Write out again, in full, the stretch of lines from the start of the records through the line containing "xmin=300 ymin=511 xmax=356 ymax=580", shifting each bounding-box coordinate by adding 21 to it. Leave the pictures out of your answer.

▸ **Entries listed in a dataset**
########################################

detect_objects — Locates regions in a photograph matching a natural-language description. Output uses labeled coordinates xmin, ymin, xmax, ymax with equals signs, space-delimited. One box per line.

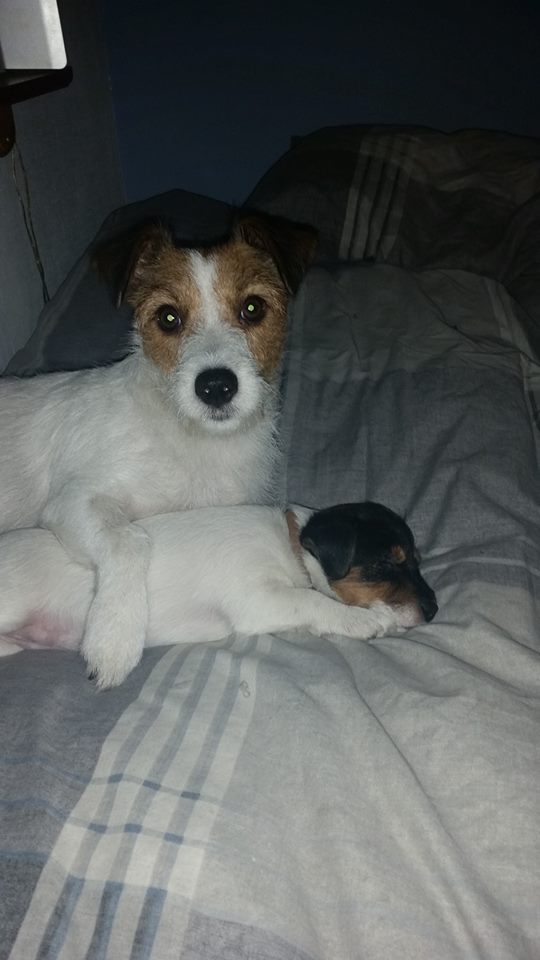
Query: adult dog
xmin=0 ymin=215 xmax=315 ymax=687
xmin=0 ymin=503 xmax=437 ymax=676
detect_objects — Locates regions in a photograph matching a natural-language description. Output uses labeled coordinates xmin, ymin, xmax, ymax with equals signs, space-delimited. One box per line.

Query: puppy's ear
xmin=92 ymin=222 xmax=173 ymax=307
xmin=233 ymin=210 xmax=317 ymax=296
xmin=300 ymin=511 xmax=356 ymax=580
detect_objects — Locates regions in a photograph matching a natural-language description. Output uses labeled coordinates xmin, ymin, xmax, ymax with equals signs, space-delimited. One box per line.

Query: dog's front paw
xmin=81 ymin=600 xmax=146 ymax=690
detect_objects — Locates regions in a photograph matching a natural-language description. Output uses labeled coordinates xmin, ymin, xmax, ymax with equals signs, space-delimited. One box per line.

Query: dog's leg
xmin=42 ymin=492 xmax=150 ymax=688
xmin=236 ymin=586 xmax=401 ymax=640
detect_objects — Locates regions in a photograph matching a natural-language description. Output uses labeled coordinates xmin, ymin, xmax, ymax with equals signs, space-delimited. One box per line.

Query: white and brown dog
xmin=0 ymin=215 xmax=315 ymax=687
xmin=0 ymin=503 xmax=437 ymax=668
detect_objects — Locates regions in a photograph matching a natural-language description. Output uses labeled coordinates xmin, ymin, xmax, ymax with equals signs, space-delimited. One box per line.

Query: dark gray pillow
xmin=5 ymin=190 xmax=232 ymax=376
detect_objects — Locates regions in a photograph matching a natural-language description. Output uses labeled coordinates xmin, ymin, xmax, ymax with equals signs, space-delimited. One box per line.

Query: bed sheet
xmin=0 ymin=265 xmax=540 ymax=960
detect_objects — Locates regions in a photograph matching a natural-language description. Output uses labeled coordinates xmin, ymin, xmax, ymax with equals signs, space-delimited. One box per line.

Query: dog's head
xmin=96 ymin=211 xmax=316 ymax=431
xmin=300 ymin=503 xmax=438 ymax=627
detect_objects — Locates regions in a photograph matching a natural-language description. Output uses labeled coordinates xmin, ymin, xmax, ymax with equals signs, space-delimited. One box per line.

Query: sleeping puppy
xmin=0 ymin=503 xmax=437 ymax=676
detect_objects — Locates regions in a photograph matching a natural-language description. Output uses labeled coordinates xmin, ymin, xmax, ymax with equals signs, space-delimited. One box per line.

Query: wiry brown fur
xmin=127 ymin=232 xmax=287 ymax=380
xmin=330 ymin=564 xmax=424 ymax=607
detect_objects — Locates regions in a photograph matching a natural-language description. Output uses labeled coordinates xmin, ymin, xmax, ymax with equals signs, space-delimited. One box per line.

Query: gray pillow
xmin=5 ymin=190 xmax=232 ymax=376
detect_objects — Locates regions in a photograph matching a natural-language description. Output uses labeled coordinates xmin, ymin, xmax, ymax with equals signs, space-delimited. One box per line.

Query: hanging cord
xmin=11 ymin=143 xmax=50 ymax=303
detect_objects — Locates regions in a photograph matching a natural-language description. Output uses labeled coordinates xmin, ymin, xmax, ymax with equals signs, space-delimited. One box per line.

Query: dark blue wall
xmin=104 ymin=0 xmax=540 ymax=202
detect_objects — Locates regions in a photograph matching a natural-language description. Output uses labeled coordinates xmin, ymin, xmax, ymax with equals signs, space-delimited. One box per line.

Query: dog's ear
xmin=300 ymin=510 xmax=356 ymax=580
xmin=233 ymin=209 xmax=317 ymax=295
xmin=92 ymin=222 xmax=173 ymax=307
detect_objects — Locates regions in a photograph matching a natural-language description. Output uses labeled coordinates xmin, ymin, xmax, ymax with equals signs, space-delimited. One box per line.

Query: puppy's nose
xmin=195 ymin=367 xmax=238 ymax=409
xmin=420 ymin=597 xmax=439 ymax=623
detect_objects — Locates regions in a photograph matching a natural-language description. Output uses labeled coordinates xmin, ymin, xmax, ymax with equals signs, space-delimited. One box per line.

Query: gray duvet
xmin=0 ymin=256 xmax=540 ymax=960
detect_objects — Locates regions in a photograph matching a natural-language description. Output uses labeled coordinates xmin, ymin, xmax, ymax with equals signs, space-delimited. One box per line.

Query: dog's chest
xmin=125 ymin=416 xmax=275 ymax=517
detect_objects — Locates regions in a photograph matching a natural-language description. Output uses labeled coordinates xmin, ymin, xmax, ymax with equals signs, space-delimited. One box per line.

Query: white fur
xmin=0 ymin=256 xmax=277 ymax=687
xmin=0 ymin=506 xmax=401 ymax=653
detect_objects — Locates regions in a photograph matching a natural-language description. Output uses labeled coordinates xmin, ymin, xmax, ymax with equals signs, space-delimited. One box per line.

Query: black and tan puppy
xmin=0 ymin=504 xmax=437 ymax=676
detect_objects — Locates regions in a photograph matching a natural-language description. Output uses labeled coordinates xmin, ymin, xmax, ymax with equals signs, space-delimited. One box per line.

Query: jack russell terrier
xmin=0 ymin=503 xmax=437 ymax=676
xmin=0 ymin=213 xmax=315 ymax=687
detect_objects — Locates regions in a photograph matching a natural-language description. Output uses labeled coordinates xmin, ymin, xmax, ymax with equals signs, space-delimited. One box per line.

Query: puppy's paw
xmin=81 ymin=601 xmax=146 ymax=690
xmin=358 ymin=600 xmax=400 ymax=637
xmin=334 ymin=600 xmax=397 ymax=640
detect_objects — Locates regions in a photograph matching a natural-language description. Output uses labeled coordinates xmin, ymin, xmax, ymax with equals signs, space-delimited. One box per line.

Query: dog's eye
xmin=240 ymin=296 xmax=266 ymax=323
xmin=157 ymin=306 xmax=182 ymax=333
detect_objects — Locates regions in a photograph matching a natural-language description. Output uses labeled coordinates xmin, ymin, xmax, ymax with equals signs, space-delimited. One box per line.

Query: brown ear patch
xmin=213 ymin=239 xmax=288 ymax=380
xmin=330 ymin=567 xmax=392 ymax=607
xmin=330 ymin=567 xmax=418 ymax=607
xmin=92 ymin=222 xmax=172 ymax=307
xmin=128 ymin=244 xmax=197 ymax=373
xmin=233 ymin=210 xmax=318 ymax=295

########################################

▸ **TASK SOLUTION**
detect_objects — Locates regions in a photograph matching a natural-language description. Output uses labeled coordinates xmin, ymin, xmax, ymax with equals signs, space-delimited. One box per line.

Query: adult dog
xmin=21 ymin=236 xmax=336 ymax=708
xmin=21 ymin=524 xmax=458 ymax=697
detect_objects — Locates regions in a photograph matching a natural-language description. Output uses labeled coordinates xmin, ymin, xmax, ymax with equals signs, space-delimited. One box per line.

Query: puppy's ear
xmin=113 ymin=243 xmax=194 ymax=328
xmin=254 ymin=231 xmax=338 ymax=317
xmin=321 ymin=532 xmax=377 ymax=601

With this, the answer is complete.